Please write out all of the entries exactly as they appear.

##### DATA PROVIDED

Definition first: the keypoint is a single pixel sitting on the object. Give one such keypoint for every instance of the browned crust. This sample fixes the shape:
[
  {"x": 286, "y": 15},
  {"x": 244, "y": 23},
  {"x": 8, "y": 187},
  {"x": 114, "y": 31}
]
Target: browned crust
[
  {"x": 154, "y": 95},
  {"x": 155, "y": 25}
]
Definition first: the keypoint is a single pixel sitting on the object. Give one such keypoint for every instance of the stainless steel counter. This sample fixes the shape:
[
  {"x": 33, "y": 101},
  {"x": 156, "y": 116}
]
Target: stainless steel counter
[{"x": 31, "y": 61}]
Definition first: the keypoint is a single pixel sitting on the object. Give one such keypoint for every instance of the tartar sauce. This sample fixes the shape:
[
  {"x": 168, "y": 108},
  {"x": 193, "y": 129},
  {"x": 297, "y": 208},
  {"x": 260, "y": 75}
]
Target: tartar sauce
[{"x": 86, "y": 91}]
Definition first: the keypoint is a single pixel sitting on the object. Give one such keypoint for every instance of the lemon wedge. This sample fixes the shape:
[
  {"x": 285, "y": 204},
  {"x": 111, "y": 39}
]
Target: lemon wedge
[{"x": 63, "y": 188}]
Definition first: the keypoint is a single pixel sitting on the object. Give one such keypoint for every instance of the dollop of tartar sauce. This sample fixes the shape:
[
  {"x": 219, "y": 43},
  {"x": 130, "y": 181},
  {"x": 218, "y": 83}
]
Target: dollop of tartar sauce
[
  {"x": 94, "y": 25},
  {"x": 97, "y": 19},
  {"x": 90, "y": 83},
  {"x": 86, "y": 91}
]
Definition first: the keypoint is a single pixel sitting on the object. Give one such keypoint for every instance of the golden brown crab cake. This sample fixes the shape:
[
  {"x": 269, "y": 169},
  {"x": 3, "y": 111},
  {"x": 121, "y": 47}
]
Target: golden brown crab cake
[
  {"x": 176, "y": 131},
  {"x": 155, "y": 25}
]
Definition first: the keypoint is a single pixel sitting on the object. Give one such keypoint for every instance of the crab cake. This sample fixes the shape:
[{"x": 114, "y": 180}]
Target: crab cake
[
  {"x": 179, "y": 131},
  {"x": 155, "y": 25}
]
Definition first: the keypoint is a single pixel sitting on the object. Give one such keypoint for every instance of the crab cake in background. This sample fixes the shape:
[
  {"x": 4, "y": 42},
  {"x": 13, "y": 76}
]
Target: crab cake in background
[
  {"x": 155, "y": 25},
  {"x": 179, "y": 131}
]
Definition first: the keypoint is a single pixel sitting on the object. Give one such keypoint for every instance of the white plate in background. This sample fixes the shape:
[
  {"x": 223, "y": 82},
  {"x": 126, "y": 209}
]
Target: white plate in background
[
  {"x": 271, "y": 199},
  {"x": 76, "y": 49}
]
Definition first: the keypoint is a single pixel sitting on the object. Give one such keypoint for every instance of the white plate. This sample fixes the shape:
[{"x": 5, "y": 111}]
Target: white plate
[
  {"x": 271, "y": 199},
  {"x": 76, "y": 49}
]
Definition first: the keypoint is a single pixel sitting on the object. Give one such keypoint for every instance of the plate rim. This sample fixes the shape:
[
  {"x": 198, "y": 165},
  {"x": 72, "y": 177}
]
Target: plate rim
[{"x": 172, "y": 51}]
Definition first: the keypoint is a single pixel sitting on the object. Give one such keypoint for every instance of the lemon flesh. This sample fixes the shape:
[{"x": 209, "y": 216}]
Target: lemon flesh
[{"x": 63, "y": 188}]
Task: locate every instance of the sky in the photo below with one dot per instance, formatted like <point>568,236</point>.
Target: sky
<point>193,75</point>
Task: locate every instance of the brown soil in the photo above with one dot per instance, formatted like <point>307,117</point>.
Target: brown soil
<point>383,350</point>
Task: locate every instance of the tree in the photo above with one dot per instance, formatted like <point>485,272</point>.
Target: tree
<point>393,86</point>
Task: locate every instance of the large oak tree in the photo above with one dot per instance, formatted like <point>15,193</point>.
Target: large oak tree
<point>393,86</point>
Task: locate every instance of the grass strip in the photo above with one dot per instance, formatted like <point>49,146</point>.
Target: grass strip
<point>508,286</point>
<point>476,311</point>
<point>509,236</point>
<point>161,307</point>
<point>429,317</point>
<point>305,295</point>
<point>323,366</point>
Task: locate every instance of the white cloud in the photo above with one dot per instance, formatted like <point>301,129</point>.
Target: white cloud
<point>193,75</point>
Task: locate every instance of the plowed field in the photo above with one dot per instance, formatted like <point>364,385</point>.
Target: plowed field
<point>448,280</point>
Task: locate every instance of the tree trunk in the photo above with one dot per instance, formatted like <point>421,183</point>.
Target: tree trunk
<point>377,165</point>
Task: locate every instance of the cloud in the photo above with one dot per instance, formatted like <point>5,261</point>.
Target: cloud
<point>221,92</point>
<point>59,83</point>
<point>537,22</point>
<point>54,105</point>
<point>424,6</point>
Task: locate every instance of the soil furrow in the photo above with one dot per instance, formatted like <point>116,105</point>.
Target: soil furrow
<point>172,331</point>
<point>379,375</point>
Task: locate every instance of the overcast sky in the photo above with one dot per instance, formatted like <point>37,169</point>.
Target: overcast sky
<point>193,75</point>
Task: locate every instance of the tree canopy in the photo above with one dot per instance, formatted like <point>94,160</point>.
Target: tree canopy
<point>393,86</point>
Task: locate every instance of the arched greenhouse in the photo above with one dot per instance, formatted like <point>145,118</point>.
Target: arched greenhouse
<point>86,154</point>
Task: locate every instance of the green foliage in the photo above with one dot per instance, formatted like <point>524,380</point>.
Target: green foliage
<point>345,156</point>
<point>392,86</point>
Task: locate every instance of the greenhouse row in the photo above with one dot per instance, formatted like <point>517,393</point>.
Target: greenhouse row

##########

● **SOLUTION FOR THIS PROBLEM**:
Definition first: the keypoint is a single pixel sitting on the object. Give one such keypoint for every instance of the browned crust. This sample fixes the shape:
[
  {"x": 286, "y": 15},
  {"x": 244, "y": 23},
  {"x": 8, "y": 187},
  {"x": 114, "y": 31}
]
Target: browned crust
[
  {"x": 154, "y": 95},
  {"x": 155, "y": 25}
]
Definition first: the keypoint is a single pixel sitting on the object. Give one such keypoint for every instance of the stainless steel counter. This sample fixes the shape:
[
  {"x": 33, "y": 101},
  {"x": 156, "y": 116}
]
Target: stainless steel counter
[{"x": 31, "y": 61}]
Definition first: the keypoint is a single pixel sitting on the object. Give one such keypoint for every instance of the tartar sauce. This sample fixes the shape:
[
  {"x": 168, "y": 108},
  {"x": 193, "y": 129},
  {"x": 297, "y": 208},
  {"x": 260, "y": 75}
]
Target: tartar sauce
[{"x": 86, "y": 91}]
Definition first: the keypoint is a single pixel sitting on the object. Give one such keypoint for every instance of the lemon wedge. This sample fixes the shape:
[
  {"x": 285, "y": 204},
  {"x": 111, "y": 39}
]
Target: lemon wedge
[{"x": 63, "y": 188}]
Definition first: the keypoint is a single pixel sitting on the object. Give one such keypoint for every instance of the dollop of tartar sauce. This sample fixes the shape:
[
  {"x": 219, "y": 43},
  {"x": 130, "y": 181},
  {"x": 218, "y": 83}
]
Target: dollop of tartar sauce
[
  {"x": 94, "y": 25},
  {"x": 97, "y": 19},
  {"x": 90, "y": 83},
  {"x": 86, "y": 91}
]
Definition first: the keypoint is a single pixel sitting on the object. Give one such keypoint for every instance of the golden brown crab cake. This sample fixes the shape:
[
  {"x": 269, "y": 169},
  {"x": 3, "y": 111},
  {"x": 121, "y": 47}
]
Target: golden brown crab cake
[
  {"x": 176, "y": 131},
  {"x": 155, "y": 25}
]
Definition first: the keypoint is a single pixel sitting on the object. Give one such keypoint for every instance of the crab cake. This sample fixes the shape:
[{"x": 114, "y": 180}]
Target: crab cake
[
  {"x": 179, "y": 131},
  {"x": 155, "y": 25}
]
Definition first: the keypoint is a single pixel sitting on the object. Give one such keypoint for every instance of the crab cake in background. This sample fixes the shape:
[
  {"x": 4, "y": 42},
  {"x": 13, "y": 76}
]
Target: crab cake in background
[
  {"x": 155, "y": 25},
  {"x": 179, "y": 131}
]
Definition first: the keypoint is a single pixel sitting on the object. Give one such keypoint for every instance of the white plate in background. This sample fixes the shape:
[
  {"x": 223, "y": 82},
  {"x": 126, "y": 209}
]
Target: white plate in background
[
  {"x": 271, "y": 199},
  {"x": 76, "y": 49}
]
Definition first: the keypoint is a single pixel sitting on the object. Give one such keypoint for every instance of the white plate. This sample fixes the shape:
[{"x": 5, "y": 111}]
Target: white plate
[
  {"x": 271, "y": 199},
  {"x": 76, "y": 49}
]
Definition first: the keypoint is a single pixel sitting on the object. Give one such keypoint for every instance of the plate rim. This sample fixes the shape:
[
  {"x": 198, "y": 165},
  {"x": 72, "y": 177}
]
Target: plate rim
[{"x": 172, "y": 51}]
Definition first: the keypoint is a single pixel sitting on the object. Give one such keypoint for every instance of the lemon flesh. This sample fixes the shape:
[{"x": 209, "y": 216}]
Target: lemon flesh
[{"x": 63, "y": 188}]
Task: locate every instance of the sky in the photo below with one dot per instance, formatted like <point>568,236</point>.
Target: sky
<point>193,75</point>
Task: locate every instance of the brown soil in the photo above with one dot per instance, formatted like <point>307,117</point>.
Target: brown soil
<point>383,350</point>
Task: locate every instance of the tree in the photo above with one dot per instance, formatted like <point>485,272</point>.
Target: tree
<point>393,86</point>
Task: locate every instance of the large oak tree in the photo above with one dot per instance, formatted like <point>15,193</point>.
Target: large oak tree
<point>393,86</point>
Task: locate every instance of the grass strip in the photo above with one dot per instance, formatted like <point>49,146</point>.
Target: grass strip
<point>508,286</point>
<point>476,311</point>
<point>509,236</point>
<point>161,307</point>
<point>429,317</point>
<point>305,295</point>
<point>323,366</point>
Task: locate every instance of the white cloud in the photo above with one dot per instance, formatted like <point>301,129</point>.
Target: white cloud
<point>193,75</point>
Task: locate every instance of the plowed field in the photo above with one dot per instance, formatted like <point>364,385</point>.
Target: plowed field
<point>448,280</point>
Task: locate every instance of the tree trunk in the photo above with one dot per instance, formatted like <point>421,183</point>.
Target: tree trunk
<point>377,165</point>
Task: locate every instance of the cloud in the photo above with one dot per instance, formatted like <point>5,261</point>.
Target: cloud
<point>221,92</point>
<point>59,83</point>
<point>537,22</point>
<point>54,105</point>
<point>424,6</point>
Task: locate every instance of the soil furrow in the photo above with one dot per instance, formatted like <point>116,105</point>.
Target: soil furrow
<point>172,331</point>
<point>379,375</point>
Task: locate every instance of the overcast sky in the photo above with one dot per instance, formatted like <point>37,169</point>.
Target: overcast sky
<point>193,75</point>
Task: locate every instance of the tree canopy in the photo above with one dot per instance, formatted like <point>94,160</point>.
Target: tree canopy
<point>393,86</point>
Task: locate every instance of the arched greenhouse in the photo above with one dot per instance, formatted like <point>145,118</point>.
Target: arched greenhouse
<point>86,154</point>
Task: locate every instance of the green foliage in the photo above with one dot per instance, formatted like <point>524,380</point>.
Target: green foliage
<point>345,156</point>
<point>392,86</point>
Task: locate every instance of the greenhouse row in the photo above with one dot per instance, formatted like <point>517,393</point>.
Target: greenhouse row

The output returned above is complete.